**What the exercise asks:**
Your copy of the material below should match it exactly, except that it holds no pictures.
___ Materials provided
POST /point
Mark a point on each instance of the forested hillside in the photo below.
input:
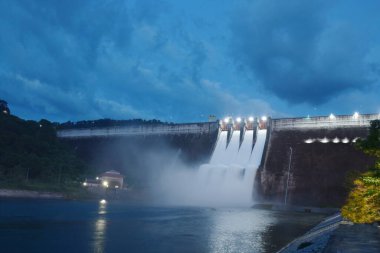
(31, 155)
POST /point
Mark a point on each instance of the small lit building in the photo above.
(111, 179)
(4, 107)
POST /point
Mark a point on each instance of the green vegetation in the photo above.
(32, 157)
(363, 205)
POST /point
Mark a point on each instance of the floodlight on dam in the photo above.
(336, 140)
(308, 141)
(324, 140)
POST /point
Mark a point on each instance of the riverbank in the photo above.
(335, 234)
(11, 193)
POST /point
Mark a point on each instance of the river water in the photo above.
(90, 226)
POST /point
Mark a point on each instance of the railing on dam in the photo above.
(192, 128)
(331, 121)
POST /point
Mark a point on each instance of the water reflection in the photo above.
(239, 231)
(100, 228)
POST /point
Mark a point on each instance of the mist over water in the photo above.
(226, 181)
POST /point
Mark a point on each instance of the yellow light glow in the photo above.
(324, 140)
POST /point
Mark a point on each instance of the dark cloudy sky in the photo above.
(183, 60)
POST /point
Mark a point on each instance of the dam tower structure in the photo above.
(229, 176)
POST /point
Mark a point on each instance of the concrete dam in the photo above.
(302, 161)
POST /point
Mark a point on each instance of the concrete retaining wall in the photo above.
(341, 121)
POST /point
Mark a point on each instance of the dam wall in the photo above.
(139, 155)
(141, 130)
(315, 159)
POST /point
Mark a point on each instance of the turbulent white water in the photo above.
(228, 178)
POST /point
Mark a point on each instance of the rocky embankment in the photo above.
(337, 235)
(320, 173)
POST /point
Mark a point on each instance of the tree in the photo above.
(363, 205)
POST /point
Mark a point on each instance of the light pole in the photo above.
(287, 181)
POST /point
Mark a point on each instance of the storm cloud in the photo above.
______
**Solution:**
POST /point
Mark a point on each instance of the forested hillside in the photo below.
input:
(31, 155)
POST /point
Mark a point on each instance of the small lit building in the photo above.
(111, 179)
(4, 107)
POST /point
Mark a point on each instance of the green vegetation in the photo above.
(32, 157)
(363, 205)
POST /point
Mark a point on each instance of the floodlight on dam in the photo above.
(336, 140)
(308, 141)
(324, 140)
POST /point
Mark a point on each instance of the riverbank in the photo above.
(335, 234)
(11, 193)
POST /point
Mark a point on each instance of the river water in the photo above.
(90, 226)
POST /point
Mark a point on each instance of the railing on dam in the photo above.
(192, 128)
(331, 121)
POST /point
Mark a point on each instance of the water reflection in the photo above.
(239, 231)
(100, 228)
POST /point
Mark a point on each instance of the mist over water in the photo above.
(226, 181)
POST /point
Mark a point on each instance of the yellow light glow in the photo above.
(324, 140)
POST /point
Mark a point on each instance of the dark cloudy sky in the photo above.
(183, 60)
POST /point
Mark a point on each instance of the dam tower structure in the photo above.
(229, 176)
POST /point
Mark a point on each instance of the concrete dam in the photo above.
(302, 161)
POST /point
Mark a point on each instance of the concrete retaining wall in the photo above.
(341, 121)
POST /point
Mark a point on each instance of the dam wall in the photo above.
(139, 155)
(141, 130)
(315, 159)
POST /point
Mark a point on each instance of the turbulent white water in the photo above.
(228, 178)
POST /point
Mark a point on each instance of the rocky embankment in the photo above.
(337, 235)
(320, 173)
POST /point
Mark a point on each instance of the tree in the photo above.
(363, 205)
POST /point
Mark a point on each instance of the light pole in the photo above.
(287, 181)
POST /point
Mark a point on each instance of the storm cloud in the photo above.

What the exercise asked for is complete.